- **SOURCE EXTRACT**

Be honest now.
In all the time you’ve spent at work, did you ever have the feeling that you were going to cry? Did you ever have the feeling that you were going to hurl?
Join the club.
Now, here’s the million-dollar question — did you ever have the feeling that you were going to snap?
Yes, snap. Lose it completely. Realize that the only rational reaction to your job was to check yourself in, stat, at the local wacky shacky and have yourself declared terminally moo-moo goo-goo. (Sorry to throw these complicated medical terms at you. That’s what happens when you graduate, summa cum laude, from 11 grueling years of “Grey’s Anatomy.”)
Well, if you haven’t snapped yet, Phyllis Korkki has, and she has written about the experience in “Ready to Snap At Work? Get in Touch With Your Inner Animal,” a recent tell-all in The New York Times.
“I could feel thoughts pinging around in my brain as I tried and failed to decide what to focus on first,” she writes in describing her snap. “Once I was able to get the pandemonium under control, my brain felt like mush.”
Putting aside the ridiculous implication that having a brain that feels like mush is unusual, you would certainly expect an experienced journalist like Korkki to have a super-sophisticated, highly scientific technique to calm herself down.
Not so.
“I breathed deeply from the middle of my body. I imagined the top of my head, and pictured arrows coming out the sides of my shoulders. I stood up for a while and walked around the newsroom. And went back to work.”
The journalist learned her breathing technique from clinical psychologist Belisa Vranich. As a “vertical breather,” moving her shoulders upward when she inhaled, Korkki started practicing “horizontal breathing,” a technique in which you train yourself to “expand your belly while inhaling through your nose,” after which you “squeeze your belly inward while exhaling.”

- **DATA TO EXAMINE**
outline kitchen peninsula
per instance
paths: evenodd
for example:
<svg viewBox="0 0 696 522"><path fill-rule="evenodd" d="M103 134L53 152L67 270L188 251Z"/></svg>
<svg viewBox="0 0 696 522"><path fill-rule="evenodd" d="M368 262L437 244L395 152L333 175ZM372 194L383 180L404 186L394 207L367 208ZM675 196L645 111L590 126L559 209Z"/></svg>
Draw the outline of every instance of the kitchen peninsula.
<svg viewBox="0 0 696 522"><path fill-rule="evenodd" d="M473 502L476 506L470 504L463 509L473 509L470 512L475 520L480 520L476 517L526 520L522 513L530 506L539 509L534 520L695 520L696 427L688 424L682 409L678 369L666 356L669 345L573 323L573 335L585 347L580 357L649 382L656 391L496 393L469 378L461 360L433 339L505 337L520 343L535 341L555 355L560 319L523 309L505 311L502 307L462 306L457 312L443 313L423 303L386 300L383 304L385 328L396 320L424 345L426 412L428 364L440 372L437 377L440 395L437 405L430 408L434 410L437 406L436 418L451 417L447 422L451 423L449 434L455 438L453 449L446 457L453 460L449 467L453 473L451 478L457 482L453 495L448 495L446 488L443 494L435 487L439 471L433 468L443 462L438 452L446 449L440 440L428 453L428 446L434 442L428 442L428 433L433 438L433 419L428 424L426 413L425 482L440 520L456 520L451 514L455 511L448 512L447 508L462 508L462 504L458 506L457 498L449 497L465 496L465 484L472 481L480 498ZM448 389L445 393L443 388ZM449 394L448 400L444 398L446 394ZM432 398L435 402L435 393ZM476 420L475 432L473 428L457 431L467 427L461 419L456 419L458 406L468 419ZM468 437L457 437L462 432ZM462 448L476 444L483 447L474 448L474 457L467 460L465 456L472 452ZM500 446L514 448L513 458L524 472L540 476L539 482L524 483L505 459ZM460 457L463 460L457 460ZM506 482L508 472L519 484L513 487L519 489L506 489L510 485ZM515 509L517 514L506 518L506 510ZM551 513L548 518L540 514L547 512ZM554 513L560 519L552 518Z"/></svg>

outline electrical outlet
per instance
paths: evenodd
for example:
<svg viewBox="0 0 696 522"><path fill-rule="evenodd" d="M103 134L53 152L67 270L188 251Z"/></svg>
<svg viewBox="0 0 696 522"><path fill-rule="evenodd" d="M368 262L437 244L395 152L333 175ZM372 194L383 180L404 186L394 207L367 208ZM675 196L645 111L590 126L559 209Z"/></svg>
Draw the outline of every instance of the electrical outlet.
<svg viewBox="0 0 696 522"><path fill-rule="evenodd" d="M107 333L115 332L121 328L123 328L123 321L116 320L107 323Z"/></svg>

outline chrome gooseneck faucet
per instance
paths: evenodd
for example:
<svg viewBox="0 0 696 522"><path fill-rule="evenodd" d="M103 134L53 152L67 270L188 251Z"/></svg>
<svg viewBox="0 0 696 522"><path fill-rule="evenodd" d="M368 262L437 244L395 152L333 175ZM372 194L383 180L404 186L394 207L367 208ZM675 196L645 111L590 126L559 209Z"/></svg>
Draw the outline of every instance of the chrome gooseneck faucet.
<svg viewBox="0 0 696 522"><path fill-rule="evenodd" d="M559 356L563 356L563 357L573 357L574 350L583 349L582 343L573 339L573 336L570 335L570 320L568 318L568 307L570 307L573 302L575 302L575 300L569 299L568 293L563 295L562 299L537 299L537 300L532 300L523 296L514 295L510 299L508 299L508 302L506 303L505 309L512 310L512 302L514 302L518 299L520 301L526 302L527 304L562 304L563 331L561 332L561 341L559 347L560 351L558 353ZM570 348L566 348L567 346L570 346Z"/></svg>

- **TASKS AND EXERCISES**
1 - Repeat the stretch of the article about snapping at work from "In all the time" through "going to hurl?" word for word.
2 - In the article about snapping at work, what reason does the writer give for throwing "complicated medical terms" at the reader? Answer in one to three sentences.

- **ANSWERS PROVIDED**
1 -
In all the time you’ve spent at work, did you ever have the feeling that you were going to cry? Did you ever have the feeling that you were going to hurl?

2 - The writer says that is what happens when you graduate, summa cum laude, from 11 grueling years of "Grey's Anatomy."